Available data:
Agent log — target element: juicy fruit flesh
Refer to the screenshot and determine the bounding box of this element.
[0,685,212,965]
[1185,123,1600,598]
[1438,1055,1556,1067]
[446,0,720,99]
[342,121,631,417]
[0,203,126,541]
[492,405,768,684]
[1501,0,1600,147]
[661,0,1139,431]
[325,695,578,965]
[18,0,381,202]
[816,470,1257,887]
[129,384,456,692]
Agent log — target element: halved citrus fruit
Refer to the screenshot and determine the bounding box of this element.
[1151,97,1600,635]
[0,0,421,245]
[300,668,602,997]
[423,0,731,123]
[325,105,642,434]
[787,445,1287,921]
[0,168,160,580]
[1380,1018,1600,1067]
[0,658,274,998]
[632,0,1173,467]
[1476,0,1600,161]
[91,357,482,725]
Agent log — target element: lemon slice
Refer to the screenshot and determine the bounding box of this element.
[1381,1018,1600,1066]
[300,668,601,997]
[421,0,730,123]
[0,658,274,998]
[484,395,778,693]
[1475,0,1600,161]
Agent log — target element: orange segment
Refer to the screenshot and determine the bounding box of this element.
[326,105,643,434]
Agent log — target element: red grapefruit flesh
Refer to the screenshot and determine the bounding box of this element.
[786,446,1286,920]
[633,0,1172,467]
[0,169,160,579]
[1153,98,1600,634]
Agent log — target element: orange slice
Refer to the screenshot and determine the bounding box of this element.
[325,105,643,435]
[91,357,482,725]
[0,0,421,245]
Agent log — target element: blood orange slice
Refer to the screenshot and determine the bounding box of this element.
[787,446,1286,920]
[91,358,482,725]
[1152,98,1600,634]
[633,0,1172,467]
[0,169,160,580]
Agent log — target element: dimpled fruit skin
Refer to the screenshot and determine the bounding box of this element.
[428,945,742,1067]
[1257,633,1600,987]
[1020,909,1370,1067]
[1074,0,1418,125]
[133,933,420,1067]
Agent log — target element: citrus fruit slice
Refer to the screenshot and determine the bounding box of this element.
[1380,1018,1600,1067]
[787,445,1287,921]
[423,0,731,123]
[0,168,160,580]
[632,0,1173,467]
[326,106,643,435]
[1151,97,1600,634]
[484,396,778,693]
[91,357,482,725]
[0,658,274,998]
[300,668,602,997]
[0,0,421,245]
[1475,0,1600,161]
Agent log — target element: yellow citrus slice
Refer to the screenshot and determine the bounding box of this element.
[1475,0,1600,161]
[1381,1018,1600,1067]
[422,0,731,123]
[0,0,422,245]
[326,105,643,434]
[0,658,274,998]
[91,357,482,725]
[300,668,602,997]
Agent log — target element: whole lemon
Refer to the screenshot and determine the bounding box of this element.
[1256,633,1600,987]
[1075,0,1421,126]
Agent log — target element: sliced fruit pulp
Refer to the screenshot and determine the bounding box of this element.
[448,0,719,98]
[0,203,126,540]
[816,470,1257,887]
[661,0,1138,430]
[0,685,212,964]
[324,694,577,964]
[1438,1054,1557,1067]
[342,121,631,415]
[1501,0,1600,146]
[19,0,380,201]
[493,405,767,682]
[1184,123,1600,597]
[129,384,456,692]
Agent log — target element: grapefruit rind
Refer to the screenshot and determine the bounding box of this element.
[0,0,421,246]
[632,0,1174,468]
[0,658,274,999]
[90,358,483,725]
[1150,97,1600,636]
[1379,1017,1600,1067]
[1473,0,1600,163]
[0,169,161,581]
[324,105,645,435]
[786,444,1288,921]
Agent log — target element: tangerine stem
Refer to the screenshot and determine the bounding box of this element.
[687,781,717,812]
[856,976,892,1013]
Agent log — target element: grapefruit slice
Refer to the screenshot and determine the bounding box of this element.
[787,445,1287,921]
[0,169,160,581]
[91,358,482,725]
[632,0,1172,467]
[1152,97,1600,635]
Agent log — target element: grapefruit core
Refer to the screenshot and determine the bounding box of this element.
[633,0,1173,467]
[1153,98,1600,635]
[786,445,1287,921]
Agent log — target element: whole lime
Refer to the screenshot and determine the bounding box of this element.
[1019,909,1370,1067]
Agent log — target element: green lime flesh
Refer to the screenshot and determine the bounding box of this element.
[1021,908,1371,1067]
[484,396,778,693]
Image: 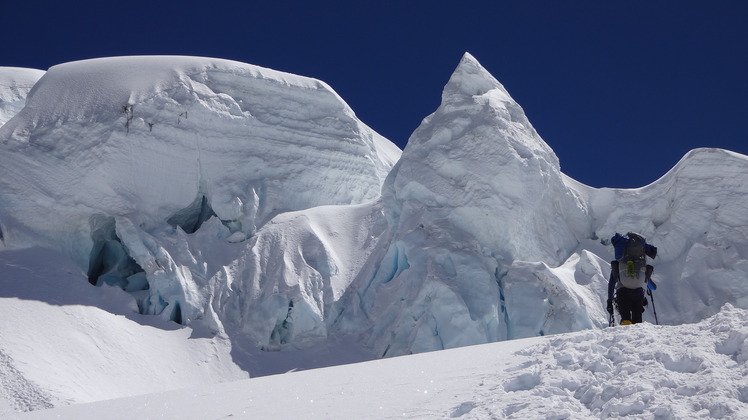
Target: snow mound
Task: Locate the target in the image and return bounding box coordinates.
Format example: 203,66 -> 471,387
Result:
499,304 -> 748,419
0,67 -> 44,127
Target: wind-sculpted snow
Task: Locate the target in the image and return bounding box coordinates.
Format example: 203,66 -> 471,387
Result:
0,56 -> 400,261
1,52 -> 748,407
357,53 -> 597,355
0,67 -> 44,127
0,56 -> 400,330
352,54 -> 748,356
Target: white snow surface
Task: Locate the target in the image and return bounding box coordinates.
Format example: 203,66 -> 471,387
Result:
1,53 -> 748,415
0,67 -> 45,126
0,246 -> 247,414
14,305 -> 748,419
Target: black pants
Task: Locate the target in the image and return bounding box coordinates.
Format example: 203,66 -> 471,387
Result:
616,287 -> 645,324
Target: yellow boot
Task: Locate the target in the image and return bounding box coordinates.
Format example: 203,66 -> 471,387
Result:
620,320 -> 633,325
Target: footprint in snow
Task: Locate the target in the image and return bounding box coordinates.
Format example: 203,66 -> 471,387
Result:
450,401 -> 476,417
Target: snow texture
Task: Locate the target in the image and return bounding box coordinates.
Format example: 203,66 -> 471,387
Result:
15,305 -> 748,419
0,247 -> 247,415
0,67 -> 45,127
0,56 -> 400,352
1,53 -> 748,414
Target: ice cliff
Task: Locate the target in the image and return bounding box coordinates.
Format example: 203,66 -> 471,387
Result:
0,56 -> 400,341
1,54 -> 747,369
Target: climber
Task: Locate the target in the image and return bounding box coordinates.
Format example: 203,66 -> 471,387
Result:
606,232 -> 657,325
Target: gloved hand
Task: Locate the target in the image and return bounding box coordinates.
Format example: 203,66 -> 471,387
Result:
606,299 -> 614,315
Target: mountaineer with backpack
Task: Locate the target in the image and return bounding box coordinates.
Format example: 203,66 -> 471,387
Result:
606,232 -> 658,325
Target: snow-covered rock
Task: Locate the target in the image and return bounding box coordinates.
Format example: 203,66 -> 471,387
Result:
0,67 -> 44,127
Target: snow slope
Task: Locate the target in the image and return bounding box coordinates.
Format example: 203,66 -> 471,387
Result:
15,305 -> 748,419
0,246 -> 247,414
1,53 -> 748,414
0,67 -> 45,126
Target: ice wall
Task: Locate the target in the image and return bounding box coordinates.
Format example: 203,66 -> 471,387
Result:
582,148 -> 748,324
0,56 -> 400,262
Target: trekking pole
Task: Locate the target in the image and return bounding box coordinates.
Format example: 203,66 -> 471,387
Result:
647,287 -> 659,325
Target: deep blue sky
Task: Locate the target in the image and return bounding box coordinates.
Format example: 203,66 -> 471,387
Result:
3,1 -> 747,188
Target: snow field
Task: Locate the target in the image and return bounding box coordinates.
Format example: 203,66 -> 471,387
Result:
13,305 -> 748,419
0,247 -> 247,415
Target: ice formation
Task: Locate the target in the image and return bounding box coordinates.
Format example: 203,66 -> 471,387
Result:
0,67 -> 45,126
0,56 -> 400,333
1,52 -> 747,387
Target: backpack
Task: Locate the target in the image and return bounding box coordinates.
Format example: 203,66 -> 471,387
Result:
623,232 -> 646,260
613,232 -> 656,288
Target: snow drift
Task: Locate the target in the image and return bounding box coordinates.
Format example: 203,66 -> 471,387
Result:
1,53 -> 748,412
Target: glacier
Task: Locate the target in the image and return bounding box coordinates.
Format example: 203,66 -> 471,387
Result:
1,52 -> 748,409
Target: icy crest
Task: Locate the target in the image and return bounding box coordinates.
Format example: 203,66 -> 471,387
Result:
384,52 -> 582,262
356,53 -> 594,355
0,67 -> 45,126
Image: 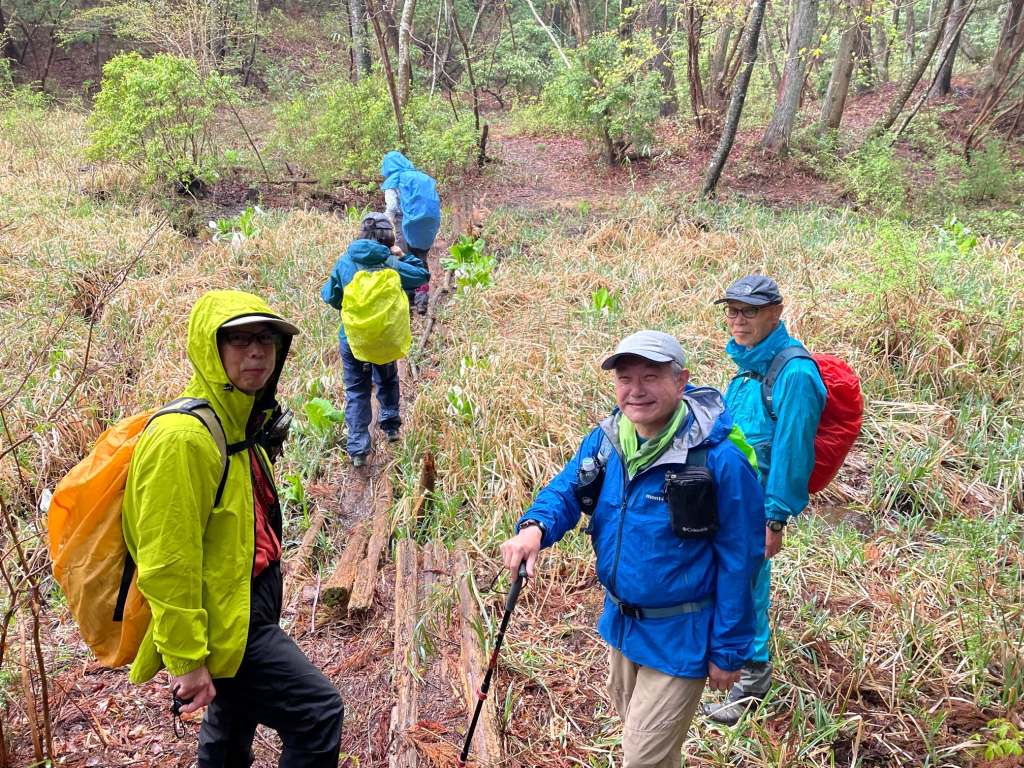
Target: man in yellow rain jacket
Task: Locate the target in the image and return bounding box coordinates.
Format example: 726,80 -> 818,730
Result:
123,290 -> 344,767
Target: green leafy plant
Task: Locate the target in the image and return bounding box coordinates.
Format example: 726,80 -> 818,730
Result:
836,136 -> 907,211
304,396 -> 346,437
445,385 -> 478,420
208,205 -> 265,244
585,287 -> 620,317
973,719 -> 1024,760
87,52 -> 237,188
281,472 -> 309,525
936,215 -> 977,257
441,236 -> 497,294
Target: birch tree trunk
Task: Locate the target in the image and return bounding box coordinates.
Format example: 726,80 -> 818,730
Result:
928,0 -> 964,97
702,0 -> 769,197
761,0 -> 819,153
905,1 -> 916,64
397,0 -> 417,107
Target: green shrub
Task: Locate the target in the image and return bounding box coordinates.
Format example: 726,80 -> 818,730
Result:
837,137 -> 907,211
271,73 -> 477,186
87,52 -> 237,188
961,141 -> 1014,202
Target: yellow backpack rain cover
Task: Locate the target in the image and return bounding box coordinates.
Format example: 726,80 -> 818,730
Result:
342,268 -> 411,365
48,400 -> 226,668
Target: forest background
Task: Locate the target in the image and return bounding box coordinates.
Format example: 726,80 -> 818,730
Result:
2,0 -> 1024,764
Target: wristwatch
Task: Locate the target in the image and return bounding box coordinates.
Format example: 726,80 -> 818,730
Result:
766,518 -> 787,533
516,519 -> 546,535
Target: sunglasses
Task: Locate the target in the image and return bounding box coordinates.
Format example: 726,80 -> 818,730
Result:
220,330 -> 281,347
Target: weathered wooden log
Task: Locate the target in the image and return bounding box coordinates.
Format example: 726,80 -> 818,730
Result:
348,476 -> 394,613
282,505 -> 327,610
389,538 -> 419,768
411,451 -> 436,526
320,525 -> 371,610
455,544 -> 503,766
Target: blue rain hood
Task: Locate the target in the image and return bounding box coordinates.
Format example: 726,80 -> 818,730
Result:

What to work on: Copy each line exactly, from the line containing "Target: green shrub" down to the last line of the material, and no other lines.

Problem solution:
Target: green shrub
Task: Locate the target in the image and return bounding box coordinates.
Format example: 726,80 -> 818,730
Result:
837,137 -> 907,211
271,73 -> 477,186
87,52 -> 237,188
961,141 -> 1014,202
Target: yellow backpack rain cover
Task: Locate the target in the image and return bounding box coordinates.
Format example: 726,80 -> 818,730
Result:
342,268 -> 411,365
48,400 -> 226,668
Target: forest background
Task: Locate the target in the image and return bounding box coordinates.
Format example: 726,80 -> 818,730
Result:
2,0 -> 1024,764
Target: wristwatch
Task: Locate the target in the image and return bounding box coordinates.
Format example: 726,80 -> 818,730
Result:
766,518 -> 787,533
516,519 -> 546,535
Target: sunglasses
Task: Locate the target in the image and return bounding box coordinates.
Format example: 726,80 -> 818,730
Result:
220,330 -> 281,347
Target: weathered wooden log
Task: Locate the target in the image and return bounding box coordinates.
Format example: 726,80 -> 818,730
Result:
348,476 -> 394,613
282,505 -> 327,610
389,538 -> 419,768
411,451 -> 436,526
320,525 -> 371,610
455,544 -> 503,766
Target: blue rain hood
Task: Locate the target in the image and return bounding box coordinates.
Format example: 726,80 -> 818,730
Result:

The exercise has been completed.